INSTRUCTIONS FOR THE TASK: How many lines in the material contain the word "wall"? Give only the number.

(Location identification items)

'''

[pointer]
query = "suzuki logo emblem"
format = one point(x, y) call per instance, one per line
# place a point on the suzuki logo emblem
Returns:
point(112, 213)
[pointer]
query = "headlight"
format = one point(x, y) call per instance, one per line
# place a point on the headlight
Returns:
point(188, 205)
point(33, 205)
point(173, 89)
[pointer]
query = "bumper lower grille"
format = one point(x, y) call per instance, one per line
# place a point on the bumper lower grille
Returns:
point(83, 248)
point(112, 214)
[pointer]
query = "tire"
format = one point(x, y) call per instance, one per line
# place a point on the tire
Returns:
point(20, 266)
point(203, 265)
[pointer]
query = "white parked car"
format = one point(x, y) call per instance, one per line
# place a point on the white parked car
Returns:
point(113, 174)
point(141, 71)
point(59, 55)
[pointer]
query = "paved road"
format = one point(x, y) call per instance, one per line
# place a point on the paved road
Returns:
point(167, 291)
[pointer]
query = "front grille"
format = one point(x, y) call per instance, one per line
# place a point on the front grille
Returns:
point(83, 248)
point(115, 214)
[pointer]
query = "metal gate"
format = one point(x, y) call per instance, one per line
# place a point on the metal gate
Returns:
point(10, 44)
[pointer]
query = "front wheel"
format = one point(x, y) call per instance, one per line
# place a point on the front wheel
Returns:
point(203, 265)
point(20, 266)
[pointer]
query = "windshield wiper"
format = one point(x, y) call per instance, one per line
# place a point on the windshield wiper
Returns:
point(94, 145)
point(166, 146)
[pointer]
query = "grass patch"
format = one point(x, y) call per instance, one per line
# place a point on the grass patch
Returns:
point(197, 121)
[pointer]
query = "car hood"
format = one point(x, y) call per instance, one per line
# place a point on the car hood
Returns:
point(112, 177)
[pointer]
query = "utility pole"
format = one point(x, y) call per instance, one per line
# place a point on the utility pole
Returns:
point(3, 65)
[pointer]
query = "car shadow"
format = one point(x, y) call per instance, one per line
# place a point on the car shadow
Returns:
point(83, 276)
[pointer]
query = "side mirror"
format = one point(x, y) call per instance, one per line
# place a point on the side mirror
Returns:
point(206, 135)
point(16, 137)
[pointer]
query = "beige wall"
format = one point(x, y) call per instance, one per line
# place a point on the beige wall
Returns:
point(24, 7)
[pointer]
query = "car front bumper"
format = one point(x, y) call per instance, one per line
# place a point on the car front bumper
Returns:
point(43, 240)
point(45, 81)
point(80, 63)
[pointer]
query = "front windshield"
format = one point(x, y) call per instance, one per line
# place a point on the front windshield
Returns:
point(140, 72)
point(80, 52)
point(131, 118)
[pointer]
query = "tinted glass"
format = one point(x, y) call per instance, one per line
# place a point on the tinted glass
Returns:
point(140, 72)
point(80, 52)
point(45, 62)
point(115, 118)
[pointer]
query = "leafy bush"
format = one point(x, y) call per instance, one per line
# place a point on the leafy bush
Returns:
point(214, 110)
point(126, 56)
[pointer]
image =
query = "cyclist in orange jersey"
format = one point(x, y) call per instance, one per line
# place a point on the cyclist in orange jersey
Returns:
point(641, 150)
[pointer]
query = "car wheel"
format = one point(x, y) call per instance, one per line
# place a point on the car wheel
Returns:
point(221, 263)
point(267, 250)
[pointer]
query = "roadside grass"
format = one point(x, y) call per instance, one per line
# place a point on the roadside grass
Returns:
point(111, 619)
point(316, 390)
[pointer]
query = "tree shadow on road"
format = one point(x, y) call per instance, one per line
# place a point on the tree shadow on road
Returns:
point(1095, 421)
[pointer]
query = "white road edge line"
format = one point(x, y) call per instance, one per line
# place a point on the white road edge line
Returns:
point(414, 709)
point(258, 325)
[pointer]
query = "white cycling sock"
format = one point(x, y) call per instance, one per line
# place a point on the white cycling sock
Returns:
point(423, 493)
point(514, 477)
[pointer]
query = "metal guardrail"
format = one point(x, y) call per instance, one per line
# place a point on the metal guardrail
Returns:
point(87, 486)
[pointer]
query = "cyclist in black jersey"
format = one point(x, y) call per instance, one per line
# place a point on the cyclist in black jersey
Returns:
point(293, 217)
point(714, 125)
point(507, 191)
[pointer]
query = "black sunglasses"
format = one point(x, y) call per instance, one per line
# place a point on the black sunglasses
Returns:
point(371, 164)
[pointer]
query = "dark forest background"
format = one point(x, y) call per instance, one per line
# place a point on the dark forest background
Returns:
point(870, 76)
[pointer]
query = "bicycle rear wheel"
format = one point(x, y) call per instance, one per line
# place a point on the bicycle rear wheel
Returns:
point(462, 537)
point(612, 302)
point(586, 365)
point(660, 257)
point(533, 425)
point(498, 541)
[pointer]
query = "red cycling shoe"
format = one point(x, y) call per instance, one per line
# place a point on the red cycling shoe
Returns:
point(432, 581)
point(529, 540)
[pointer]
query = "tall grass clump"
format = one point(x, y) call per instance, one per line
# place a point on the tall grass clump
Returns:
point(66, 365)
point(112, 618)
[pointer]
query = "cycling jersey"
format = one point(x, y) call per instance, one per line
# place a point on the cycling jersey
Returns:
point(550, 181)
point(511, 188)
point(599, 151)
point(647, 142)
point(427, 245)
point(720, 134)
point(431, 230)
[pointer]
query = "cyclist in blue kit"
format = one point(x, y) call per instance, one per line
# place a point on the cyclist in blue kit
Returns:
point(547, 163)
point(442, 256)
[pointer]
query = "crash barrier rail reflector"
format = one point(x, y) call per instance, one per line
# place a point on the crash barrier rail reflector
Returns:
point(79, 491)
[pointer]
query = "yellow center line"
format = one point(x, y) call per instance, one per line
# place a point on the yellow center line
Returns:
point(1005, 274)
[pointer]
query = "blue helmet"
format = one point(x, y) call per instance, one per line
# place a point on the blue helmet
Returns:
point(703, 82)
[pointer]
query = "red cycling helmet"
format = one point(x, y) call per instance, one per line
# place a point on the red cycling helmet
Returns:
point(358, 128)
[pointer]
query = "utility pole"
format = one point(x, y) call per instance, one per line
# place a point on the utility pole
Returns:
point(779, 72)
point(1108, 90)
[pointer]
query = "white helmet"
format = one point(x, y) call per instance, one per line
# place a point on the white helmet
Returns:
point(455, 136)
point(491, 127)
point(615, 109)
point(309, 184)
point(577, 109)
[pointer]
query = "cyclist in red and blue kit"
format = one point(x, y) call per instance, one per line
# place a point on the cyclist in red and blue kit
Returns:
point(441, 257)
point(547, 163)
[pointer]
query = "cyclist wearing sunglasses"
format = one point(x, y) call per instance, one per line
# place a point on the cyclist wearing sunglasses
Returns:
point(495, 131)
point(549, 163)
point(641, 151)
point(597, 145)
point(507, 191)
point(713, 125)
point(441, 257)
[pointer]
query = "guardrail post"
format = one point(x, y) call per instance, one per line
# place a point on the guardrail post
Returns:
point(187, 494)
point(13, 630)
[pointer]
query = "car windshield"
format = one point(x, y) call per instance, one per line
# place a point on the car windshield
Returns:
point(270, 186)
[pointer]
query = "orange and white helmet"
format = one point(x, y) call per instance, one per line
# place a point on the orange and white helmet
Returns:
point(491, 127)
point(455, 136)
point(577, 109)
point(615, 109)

'''

IN RESPONSE: 2